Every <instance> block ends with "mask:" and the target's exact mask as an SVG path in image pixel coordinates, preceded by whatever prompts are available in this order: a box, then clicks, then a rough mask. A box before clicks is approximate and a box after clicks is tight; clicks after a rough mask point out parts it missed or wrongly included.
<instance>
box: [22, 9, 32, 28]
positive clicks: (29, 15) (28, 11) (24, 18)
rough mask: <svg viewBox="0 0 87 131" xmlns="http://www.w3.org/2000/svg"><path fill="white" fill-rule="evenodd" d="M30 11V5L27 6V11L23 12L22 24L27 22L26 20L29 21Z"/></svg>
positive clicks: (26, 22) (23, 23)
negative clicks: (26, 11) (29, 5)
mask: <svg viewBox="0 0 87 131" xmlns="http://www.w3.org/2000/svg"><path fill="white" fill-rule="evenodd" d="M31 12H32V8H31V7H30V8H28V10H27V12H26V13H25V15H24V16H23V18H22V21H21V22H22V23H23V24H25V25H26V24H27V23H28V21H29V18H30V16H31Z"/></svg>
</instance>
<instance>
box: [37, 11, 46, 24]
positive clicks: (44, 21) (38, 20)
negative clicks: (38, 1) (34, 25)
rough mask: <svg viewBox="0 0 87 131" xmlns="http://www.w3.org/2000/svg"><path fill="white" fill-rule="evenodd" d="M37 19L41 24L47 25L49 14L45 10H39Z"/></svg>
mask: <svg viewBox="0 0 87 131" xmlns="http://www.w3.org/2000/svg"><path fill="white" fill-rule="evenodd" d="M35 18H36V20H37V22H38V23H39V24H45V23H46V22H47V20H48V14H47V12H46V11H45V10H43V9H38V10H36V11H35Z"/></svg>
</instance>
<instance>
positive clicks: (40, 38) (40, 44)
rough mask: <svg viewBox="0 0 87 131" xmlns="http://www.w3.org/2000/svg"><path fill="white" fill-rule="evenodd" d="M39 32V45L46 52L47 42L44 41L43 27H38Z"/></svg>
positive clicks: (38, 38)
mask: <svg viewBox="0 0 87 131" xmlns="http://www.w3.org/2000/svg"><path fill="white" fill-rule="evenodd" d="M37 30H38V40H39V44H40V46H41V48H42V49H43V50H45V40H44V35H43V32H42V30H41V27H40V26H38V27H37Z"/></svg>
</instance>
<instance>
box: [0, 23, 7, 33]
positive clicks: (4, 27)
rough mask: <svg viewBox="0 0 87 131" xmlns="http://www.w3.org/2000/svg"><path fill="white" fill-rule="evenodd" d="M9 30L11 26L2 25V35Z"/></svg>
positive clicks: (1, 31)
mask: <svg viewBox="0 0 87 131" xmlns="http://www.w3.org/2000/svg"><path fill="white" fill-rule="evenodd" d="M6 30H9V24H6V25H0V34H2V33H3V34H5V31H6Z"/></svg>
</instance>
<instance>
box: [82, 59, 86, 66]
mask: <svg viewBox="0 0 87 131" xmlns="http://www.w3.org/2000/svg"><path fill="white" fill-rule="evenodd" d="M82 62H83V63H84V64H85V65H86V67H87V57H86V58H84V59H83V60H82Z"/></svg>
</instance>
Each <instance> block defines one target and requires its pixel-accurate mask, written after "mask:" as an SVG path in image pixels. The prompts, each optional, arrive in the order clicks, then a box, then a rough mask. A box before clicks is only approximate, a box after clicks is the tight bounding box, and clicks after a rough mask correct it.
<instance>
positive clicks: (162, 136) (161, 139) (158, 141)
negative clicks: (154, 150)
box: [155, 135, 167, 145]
==========
== Work required ==
Say how many lines contain "tight" in the material above; the number is the whole answer.

== Your solution ==
2